**Problem description**
The answer must consist of each line below that contains the word "orange", copied in full.
::: Task input
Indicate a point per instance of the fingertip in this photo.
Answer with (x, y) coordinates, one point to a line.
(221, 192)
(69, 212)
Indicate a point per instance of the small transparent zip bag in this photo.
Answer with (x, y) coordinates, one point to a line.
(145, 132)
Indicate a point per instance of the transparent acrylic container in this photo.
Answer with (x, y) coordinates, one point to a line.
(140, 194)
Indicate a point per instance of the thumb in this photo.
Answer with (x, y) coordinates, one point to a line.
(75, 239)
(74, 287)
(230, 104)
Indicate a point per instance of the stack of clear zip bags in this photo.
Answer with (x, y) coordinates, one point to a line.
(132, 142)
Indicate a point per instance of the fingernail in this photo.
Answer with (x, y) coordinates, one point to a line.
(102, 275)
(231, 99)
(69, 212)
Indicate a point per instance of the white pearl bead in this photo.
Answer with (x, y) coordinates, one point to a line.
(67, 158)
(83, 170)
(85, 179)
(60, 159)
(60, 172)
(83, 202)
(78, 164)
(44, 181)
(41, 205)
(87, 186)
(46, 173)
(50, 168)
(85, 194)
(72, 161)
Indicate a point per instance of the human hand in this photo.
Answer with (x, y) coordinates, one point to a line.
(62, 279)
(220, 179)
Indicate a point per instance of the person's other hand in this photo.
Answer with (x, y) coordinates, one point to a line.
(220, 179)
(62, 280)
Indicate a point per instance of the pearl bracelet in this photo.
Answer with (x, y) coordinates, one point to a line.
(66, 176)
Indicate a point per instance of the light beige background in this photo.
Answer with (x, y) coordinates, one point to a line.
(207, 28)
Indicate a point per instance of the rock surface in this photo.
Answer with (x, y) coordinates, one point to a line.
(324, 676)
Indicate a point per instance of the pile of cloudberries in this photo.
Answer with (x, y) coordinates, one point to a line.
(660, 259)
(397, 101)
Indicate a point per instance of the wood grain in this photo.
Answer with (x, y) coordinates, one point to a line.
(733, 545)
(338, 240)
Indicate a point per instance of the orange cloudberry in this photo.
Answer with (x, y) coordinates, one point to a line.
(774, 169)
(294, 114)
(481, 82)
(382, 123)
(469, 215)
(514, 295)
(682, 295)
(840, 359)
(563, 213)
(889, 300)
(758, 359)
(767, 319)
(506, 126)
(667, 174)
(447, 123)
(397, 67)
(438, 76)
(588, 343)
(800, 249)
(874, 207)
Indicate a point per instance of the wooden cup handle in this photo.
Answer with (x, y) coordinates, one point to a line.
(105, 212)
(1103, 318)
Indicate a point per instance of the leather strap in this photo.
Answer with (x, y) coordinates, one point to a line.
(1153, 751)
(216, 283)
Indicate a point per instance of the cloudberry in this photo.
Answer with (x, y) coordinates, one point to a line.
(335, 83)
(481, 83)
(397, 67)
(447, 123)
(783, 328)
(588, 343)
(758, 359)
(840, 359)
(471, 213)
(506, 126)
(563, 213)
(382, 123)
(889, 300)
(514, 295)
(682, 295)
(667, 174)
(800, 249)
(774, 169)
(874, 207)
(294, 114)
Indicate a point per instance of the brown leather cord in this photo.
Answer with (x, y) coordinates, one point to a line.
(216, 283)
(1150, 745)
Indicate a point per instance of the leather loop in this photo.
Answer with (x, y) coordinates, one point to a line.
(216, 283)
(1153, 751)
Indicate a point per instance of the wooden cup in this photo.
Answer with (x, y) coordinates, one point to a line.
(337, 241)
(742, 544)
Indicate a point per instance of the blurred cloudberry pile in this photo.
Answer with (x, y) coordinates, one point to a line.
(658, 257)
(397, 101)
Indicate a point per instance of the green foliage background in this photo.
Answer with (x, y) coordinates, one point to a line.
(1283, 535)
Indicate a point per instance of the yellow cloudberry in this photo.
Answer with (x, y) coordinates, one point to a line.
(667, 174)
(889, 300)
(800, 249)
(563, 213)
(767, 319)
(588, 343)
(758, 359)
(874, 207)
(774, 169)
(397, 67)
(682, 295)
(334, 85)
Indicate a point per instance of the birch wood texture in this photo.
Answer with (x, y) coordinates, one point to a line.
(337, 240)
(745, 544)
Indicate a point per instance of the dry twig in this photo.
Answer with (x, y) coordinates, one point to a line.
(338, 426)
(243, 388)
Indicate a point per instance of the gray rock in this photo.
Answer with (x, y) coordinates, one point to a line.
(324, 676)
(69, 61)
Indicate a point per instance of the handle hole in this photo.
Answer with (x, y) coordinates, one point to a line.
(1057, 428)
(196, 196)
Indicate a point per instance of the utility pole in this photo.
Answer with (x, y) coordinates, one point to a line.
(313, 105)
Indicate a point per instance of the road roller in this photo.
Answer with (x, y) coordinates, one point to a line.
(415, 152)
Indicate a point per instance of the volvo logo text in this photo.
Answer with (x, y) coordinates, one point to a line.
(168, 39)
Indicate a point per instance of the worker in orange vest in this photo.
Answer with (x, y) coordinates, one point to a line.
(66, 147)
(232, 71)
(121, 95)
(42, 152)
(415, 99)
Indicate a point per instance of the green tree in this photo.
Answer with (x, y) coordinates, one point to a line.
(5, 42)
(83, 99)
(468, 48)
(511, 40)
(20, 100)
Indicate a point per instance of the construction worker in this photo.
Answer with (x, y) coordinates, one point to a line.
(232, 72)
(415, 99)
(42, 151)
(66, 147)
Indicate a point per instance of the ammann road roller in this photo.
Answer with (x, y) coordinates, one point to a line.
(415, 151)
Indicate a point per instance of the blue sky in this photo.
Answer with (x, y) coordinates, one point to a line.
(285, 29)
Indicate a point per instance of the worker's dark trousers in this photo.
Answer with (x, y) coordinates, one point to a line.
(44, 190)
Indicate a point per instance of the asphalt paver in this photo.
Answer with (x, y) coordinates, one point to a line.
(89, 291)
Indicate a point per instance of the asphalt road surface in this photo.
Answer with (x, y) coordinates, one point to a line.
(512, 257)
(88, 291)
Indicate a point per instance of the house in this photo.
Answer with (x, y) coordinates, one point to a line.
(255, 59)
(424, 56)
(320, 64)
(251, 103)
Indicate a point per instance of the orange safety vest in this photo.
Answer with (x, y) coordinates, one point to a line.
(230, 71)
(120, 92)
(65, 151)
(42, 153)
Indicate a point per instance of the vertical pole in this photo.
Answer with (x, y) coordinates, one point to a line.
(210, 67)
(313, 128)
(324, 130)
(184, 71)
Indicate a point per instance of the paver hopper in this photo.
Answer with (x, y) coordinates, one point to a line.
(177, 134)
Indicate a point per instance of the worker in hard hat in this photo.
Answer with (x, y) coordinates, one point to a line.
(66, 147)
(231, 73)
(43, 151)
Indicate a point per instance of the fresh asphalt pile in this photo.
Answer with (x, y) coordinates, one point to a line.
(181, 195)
::::::
**Finished exercise**
Indicate a point per instance of the orange cloudberry in this photo.
Indicate a point per instance of the worker in orange vest in this photo.
Indicate a point per instance of the orange safety vest in this photo.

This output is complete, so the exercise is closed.